**Raw records:**

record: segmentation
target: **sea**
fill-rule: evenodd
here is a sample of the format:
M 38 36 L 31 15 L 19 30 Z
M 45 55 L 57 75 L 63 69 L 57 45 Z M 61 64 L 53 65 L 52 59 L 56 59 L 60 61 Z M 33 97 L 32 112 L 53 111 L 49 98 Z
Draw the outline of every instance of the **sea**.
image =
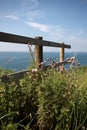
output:
M 65 52 L 65 59 L 73 56 L 81 66 L 87 65 L 87 52 Z M 0 68 L 22 71 L 29 68 L 33 57 L 29 52 L 0 52 Z M 59 52 L 43 53 L 43 61 L 46 61 L 47 65 L 51 64 L 52 60 L 59 62 L 59 57 Z

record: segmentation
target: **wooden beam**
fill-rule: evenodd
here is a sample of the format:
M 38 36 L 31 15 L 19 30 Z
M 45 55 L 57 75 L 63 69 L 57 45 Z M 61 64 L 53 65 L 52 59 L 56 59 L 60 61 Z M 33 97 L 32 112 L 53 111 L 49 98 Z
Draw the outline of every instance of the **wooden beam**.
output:
M 5 33 L 5 32 L 0 32 L 0 42 L 11 42 L 11 43 L 20 43 L 20 44 L 31 44 L 31 45 L 40 45 L 40 46 L 71 48 L 71 46 L 67 45 L 67 44 L 39 40 L 39 39 L 30 38 L 30 37 L 26 37 L 26 36 L 9 34 L 9 33 Z

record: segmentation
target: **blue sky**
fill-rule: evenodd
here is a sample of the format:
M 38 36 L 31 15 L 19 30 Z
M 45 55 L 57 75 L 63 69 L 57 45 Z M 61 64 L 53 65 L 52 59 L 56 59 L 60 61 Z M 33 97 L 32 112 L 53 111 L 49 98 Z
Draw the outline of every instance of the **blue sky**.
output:
M 42 36 L 71 45 L 66 51 L 86 52 L 87 0 L 0 0 L 0 32 Z M 0 42 L 0 51 L 28 51 L 28 46 Z

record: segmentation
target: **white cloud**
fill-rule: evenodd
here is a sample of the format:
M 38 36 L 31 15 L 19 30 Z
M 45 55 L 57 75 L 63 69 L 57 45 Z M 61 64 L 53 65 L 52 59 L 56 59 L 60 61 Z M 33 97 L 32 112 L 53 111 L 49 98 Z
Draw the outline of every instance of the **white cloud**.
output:
M 7 15 L 7 16 L 5 16 L 6 18 L 8 18 L 8 19 L 11 19 L 11 20 L 18 20 L 19 18 L 17 17 L 17 16 L 15 16 L 15 15 Z
M 21 0 L 23 7 L 28 7 L 29 9 L 34 9 L 39 5 L 38 0 Z
M 36 23 L 36 22 L 26 22 L 26 24 L 35 29 L 39 29 L 42 32 L 49 32 L 49 27 L 45 24 L 40 24 L 40 23 Z
M 68 40 L 73 42 L 73 43 L 87 44 L 87 38 L 80 38 L 80 37 L 76 37 L 76 36 L 70 36 L 68 38 Z

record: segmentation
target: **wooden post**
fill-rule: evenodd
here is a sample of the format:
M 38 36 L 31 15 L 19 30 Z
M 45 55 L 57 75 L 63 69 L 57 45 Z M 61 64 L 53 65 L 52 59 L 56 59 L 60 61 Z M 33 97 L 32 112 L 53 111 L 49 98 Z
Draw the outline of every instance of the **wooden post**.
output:
M 35 37 L 35 39 L 42 40 L 42 37 Z M 43 46 L 35 45 L 35 63 L 40 64 L 43 61 Z
M 64 43 L 63 43 L 64 44 Z M 60 48 L 60 62 L 64 61 L 64 48 Z

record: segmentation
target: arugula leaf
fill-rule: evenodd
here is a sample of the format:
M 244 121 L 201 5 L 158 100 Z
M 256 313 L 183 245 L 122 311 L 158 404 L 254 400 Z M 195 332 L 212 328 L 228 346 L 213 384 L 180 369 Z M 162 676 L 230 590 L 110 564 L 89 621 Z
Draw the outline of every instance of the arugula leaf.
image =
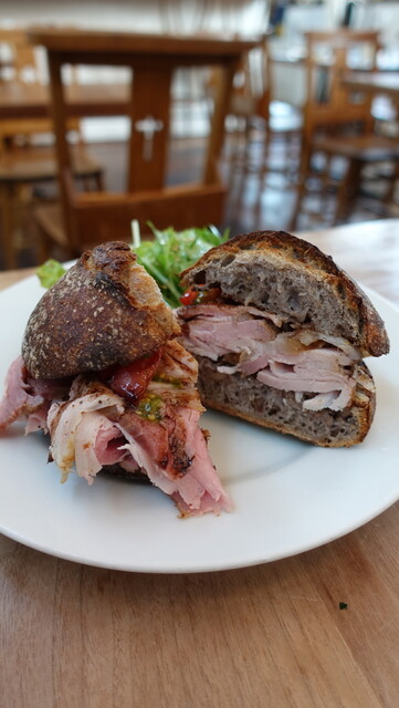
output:
M 59 261 L 55 261 L 53 258 L 42 263 L 36 270 L 36 275 L 40 280 L 40 284 L 43 288 L 51 288 L 56 283 L 62 275 L 66 273 L 65 268 Z
M 172 227 L 157 229 L 148 222 L 154 233 L 154 241 L 143 241 L 135 247 L 138 262 L 155 278 L 161 293 L 171 308 L 178 308 L 182 294 L 180 273 L 193 266 L 203 253 L 224 243 L 229 229 L 221 235 L 214 227 L 191 228 L 175 231 Z

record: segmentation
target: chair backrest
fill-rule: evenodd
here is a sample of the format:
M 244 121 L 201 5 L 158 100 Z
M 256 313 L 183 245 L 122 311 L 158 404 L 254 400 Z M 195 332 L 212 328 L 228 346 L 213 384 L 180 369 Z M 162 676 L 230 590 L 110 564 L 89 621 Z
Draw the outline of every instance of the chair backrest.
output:
M 12 67 L 12 81 L 17 83 L 40 83 L 40 69 L 38 65 L 36 48 L 29 41 L 28 33 L 23 29 L 1 29 L 0 44 L 6 44 L 11 50 L 10 63 Z M 74 79 L 74 74 L 72 74 Z M 78 142 L 83 137 L 77 118 L 67 121 L 67 129 L 76 133 Z M 21 137 L 30 142 L 33 136 L 52 134 L 53 123 L 50 118 L 13 118 L 0 121 L 0 150 L 4 148 L 4 138 Z
M 305 37 L 305 138 L 319 127 L 334 128 L 349 123 L 359 123 L 365 131 L 370 131 L 374 122 L 371 96 L 345 87 L 343 74 L 351 69 L 376 69 L 378 33 L 343 29 L 336 32 L 307 32 Z
M 92 242 L 130 237 L 130 221 L 159 228 L 220 225 L 225 187 L 218 170 L 224 117 L 241 55 L 260 40 L 174 38 L 111 32 L 32 31 L 31 41 L 48 48 L 51 100 L 64 225 L 71 252 Z M 64 63 L 122 65 L 133 69 L 130 137 L 125 194 L 76 194 L 65 139 L 67 106 L 62 84 Z M 169 150 L 170 87 L 181 66 L 219 66 L 219 87 L 199 184 L 166 184 Z
M 269 121 L 271 100 L 271 62 L 269 54 L 269 37 L 264 37 L 260 46 L 243 56 L 241 66 L 234 77 L 231 97 L 231 112 L 240 115 L 251 108 L 253 115 Z

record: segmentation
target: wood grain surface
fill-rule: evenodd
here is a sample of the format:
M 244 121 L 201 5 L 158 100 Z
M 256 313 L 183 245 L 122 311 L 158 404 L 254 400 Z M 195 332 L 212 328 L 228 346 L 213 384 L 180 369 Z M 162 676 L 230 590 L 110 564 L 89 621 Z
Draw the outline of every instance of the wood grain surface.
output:
M 399 303 L 399 221 L 308 238 Z M 1 537 L 0 705 L 396 708 L 398 511 L 295 558 L 199 575 L 96 569 Z

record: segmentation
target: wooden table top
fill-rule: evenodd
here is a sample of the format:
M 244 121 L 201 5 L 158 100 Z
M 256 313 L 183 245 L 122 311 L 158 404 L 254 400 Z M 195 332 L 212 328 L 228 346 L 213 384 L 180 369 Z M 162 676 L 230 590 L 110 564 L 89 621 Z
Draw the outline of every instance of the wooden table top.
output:
M 130 110 L 129 90 L 128 83 L 73 84 L 66 87 L 66 98 L 74 116 L 126 115 Z M 0 83 L 0 119 L 49 115 L 49 86 L 14 81 Z
M 28 38 L 32 44 L 40 44 L 51 51 L 67 52 L 128 52 L 137 54 L 169 56 L 240 56 L 243 52 L 258 46 L 261 35 L 238 37 L 229 33 L 216 35 L 201 34 L 139 34 L 133 32 L 112 32 L 98 30 L 64 28 L 30 28 Z
M 399 304 L 399 220 L 308 238 Z M 0 274 L 0 288 L 24 274 Z M 399 503 L 295 558 L 169 576 L 2 537 L 3 705 L 396 708 L 398 539 Z
M 343 82 L 351 88 L 399 97 L 399 71 L 349 72 Z

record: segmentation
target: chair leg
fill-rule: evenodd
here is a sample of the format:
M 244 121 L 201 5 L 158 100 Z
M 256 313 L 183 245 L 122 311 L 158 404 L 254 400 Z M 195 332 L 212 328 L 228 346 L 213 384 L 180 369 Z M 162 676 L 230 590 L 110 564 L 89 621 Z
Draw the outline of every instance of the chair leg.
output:
M 345 178 L 340 183 L 337 194 L 337 205 L 333 223 L 344 222 L 359 191 L 363 163 L 358 159 L 349 162 Z
M 388 191 L 384 199 L 384 206 L 386 207 L 388 212 L 389 212 L 389 208 L 393 206 L 393 202 L 395 202 L 395 192 L 396 192 L 398 179 L 399 179 L 399 159 L 395 163 L 393 175 L 390 178 Z
M 312 159 L 312 150 L 309 149 L 309 147 L 304 146 L 302 148 L 302 156 L 301 156 L 300 184 L 297 186 L 296 199 L 295 199 L 291 221 L 287 227 L 290 231 L 294 231 L 296 228 L 297 218 L 301 212 L 302 201 L 306 194 L 306 180 L 311 171 L 311 159 Z
M 4 263 L 8 270 L 17 268 L 14 244 L 14 188 L 13 185 L 3 185 L 1 189 L 1 231 Z
M 104 175 L 103 175 L 102 171 L 98 171 L 94 176 L 94 185 L 95 185 L 95 190 L 96 191 L 105 191 Z

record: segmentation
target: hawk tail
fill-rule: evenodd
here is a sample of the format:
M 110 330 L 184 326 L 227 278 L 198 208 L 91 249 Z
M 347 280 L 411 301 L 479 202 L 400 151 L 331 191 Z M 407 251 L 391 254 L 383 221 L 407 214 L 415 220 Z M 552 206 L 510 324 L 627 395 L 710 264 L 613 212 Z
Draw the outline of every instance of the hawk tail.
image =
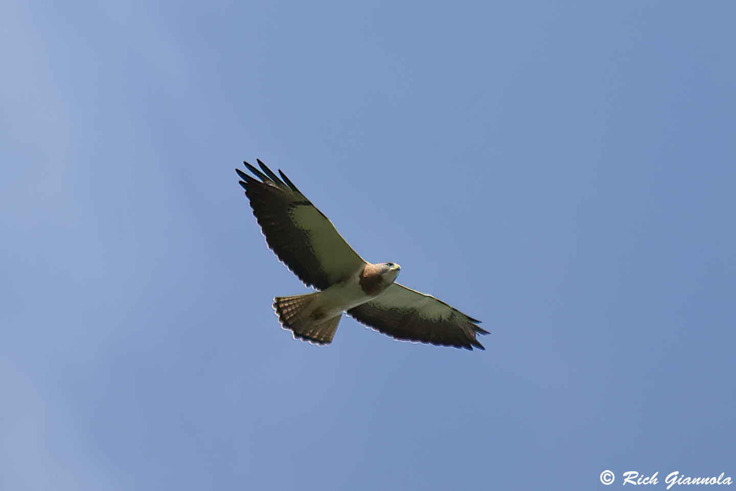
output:
M 294 333 L 294 337 L 317 345 L 329 345 L 335 336 L 342 314 L 336 317 L 325 318 L 320 313 L 320 292 L 294 297 L 277 297 L 274 308 L 285 329 Z

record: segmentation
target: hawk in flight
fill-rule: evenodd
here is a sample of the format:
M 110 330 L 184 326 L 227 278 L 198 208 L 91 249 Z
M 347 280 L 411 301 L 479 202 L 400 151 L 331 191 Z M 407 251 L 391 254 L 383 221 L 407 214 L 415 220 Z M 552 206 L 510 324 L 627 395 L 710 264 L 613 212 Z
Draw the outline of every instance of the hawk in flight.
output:
M 475 339 L 488 333 L 478 325 L 481 321 L 395 283 L 401 266 L 364 261 L 283 172 L 279 178 L 258 163 L 261 170 L 244 163 L 252 176 L 236 171 L 266 242 L 302 281 L 319 290 L 274 299 L 279 321 L 295 338 L 328 345 L 347 312 L 397 339 L 484 349 Z

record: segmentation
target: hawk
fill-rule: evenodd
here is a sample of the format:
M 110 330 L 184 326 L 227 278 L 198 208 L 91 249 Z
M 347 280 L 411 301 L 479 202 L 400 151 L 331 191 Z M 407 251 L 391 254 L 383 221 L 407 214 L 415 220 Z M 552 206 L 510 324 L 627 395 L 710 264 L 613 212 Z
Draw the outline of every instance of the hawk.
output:
M 396 339 L 485 349 L 475 339 L 488 333 L 478 325 L 481 321 L 396 283 L 398 264 L 364 260 L 283 172 L 279 170 L 279 178 L 258 163 L 260 170 L 244 162 L 252 176 L 236 172 L 266 242 L 307 286 L 318 290 L 274 299 L 281 325 L 294 338 L 328 345 L 347 312 Z

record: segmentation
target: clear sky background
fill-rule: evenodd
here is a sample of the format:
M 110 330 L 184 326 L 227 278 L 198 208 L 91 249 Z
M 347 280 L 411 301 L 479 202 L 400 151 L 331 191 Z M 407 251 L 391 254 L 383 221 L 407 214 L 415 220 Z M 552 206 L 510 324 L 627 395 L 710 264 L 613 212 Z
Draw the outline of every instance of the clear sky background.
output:
M 0 3 L 0 489 L 736 477 L 736 4 Z M 486 351 L 306 289 L 283 169 Z

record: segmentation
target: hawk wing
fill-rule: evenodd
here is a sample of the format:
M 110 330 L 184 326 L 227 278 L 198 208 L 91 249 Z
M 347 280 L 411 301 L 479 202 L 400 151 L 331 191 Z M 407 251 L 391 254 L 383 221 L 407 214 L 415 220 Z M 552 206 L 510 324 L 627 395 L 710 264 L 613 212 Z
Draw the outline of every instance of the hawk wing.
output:
M 282 180 L 258 162 L 261 171 L 244 162 L 258 179 L 236 172 L 266 242 L 278 258 L 308 286 L 320 290 L 362 268 L 366 261 L 289 177 L 280 170 Z
M 476 334 L 488 331 L 431 295 L 394 283 L 375 299 L 347 311 L 359 322 L 397 339 L 484 350 Z

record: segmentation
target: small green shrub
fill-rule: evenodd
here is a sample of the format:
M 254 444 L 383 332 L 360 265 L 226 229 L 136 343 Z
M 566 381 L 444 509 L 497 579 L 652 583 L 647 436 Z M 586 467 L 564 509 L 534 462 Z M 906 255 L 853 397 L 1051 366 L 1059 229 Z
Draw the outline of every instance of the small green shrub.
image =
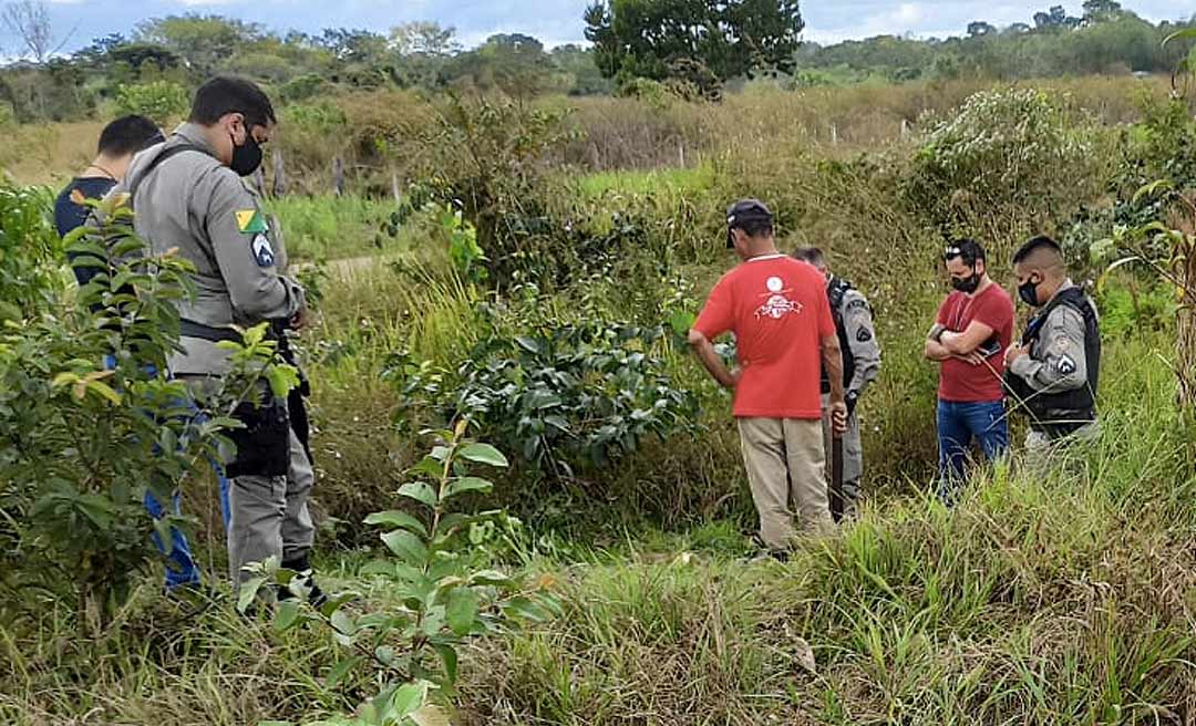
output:
M 396 355 L 389 376 L 407 417 L 469 416 L 532 471 L 573 478 L 649 435 L 694 431 L 697 403 L 666 373 L 663 328 L 544 321 L 493 330 L 457 370 Z

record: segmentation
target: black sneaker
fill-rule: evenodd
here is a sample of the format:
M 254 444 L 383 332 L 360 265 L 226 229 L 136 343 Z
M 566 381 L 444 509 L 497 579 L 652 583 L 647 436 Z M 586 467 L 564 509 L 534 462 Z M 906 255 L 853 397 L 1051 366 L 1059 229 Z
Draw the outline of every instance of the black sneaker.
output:
M 279 602 L 303 598 L 316 610 L 323 609 L 328 604 L 328 594 L 316 584 L 313 574 L 311 568 L 297 572 L 291 582 L 279 587 Z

**Task objective:** Copy out the stretch of lines from the very first line through the line that contains "M 42 36 L 71", and omit the pictures.

**Task answer:**
record: segmentation
target: **sea**
fill-rule: evenodd
here is a sample of the format:
M 38 36 L 31 15 L 19 30 Z
M 45 55 L 57 75 L 63 69 L 57 45 Z M 61 64 L 53 65 L 52 59 L 56 59 L 60 61 Z M 33 97 L 32 112 L 53 111 L 49 98 Z
Draw the outline of every instance of the **sea**.
image =
output:
M 65 52 L 65 59 L 73 56 L 81 66 L 87 65 L 87 52 Z M 0 68 L 22 71 L 29 68 L 33 57 L 29 52 L 0 52 Z M 59 52 L 43 53 L 43 61 L 46 61 L 47 65 L 51 64 L 52 60 L 59 62 L 59 57 Z

record: segmentation
target: **wooden beam**
fill-rule: evenodd
here is a sample of the format:
M 38 36 L 31 15 L 19 30 Z
M 45 55 L 57 75 L 63 69 L 57 45 Z M 61 64 L 53 65 L 52 59 L 56 59 L 60 61 Z M 33 97 L 32 112 L 53 111 L 49 98 Z
Draw the outline of every instance of the **wooden beam**.
output:
M 5 33 L 5 32 L 0 32 L 0 42 L 11 42 L 11 43 L 20 43 L 20 44 L 31 44 L 31 45 L 40 45 L 40 46 L 71 48 L 71 46 L 67 45 L 67 44 L 39 40 L 39 39 L 30 38 L 30 37 L 26 37 L 26 36 L 9 34 L 9 33 Z

record: segmentation
target: **blue sky**
fill-rule: evenodd
here is a sample of the format:
M 38 36 L 31 15 L 19 30 Z
M 45 55 L 57 75 L 63 69 L 57 45 Z M 61 64 L 53 65 L 52 59 L 56 59 L 60 61 Z M 33 97 L 32 112 L 53 111 L 49 98 Z
Draw the outline of every instance of the **blue sky**.
output:
M 42 36 L 71 45 L 66 51 L 86 52 L 87 0 L 0 0 L 0 32 Z M 0 42 L 0 51 L 28 51 L 28 46 Z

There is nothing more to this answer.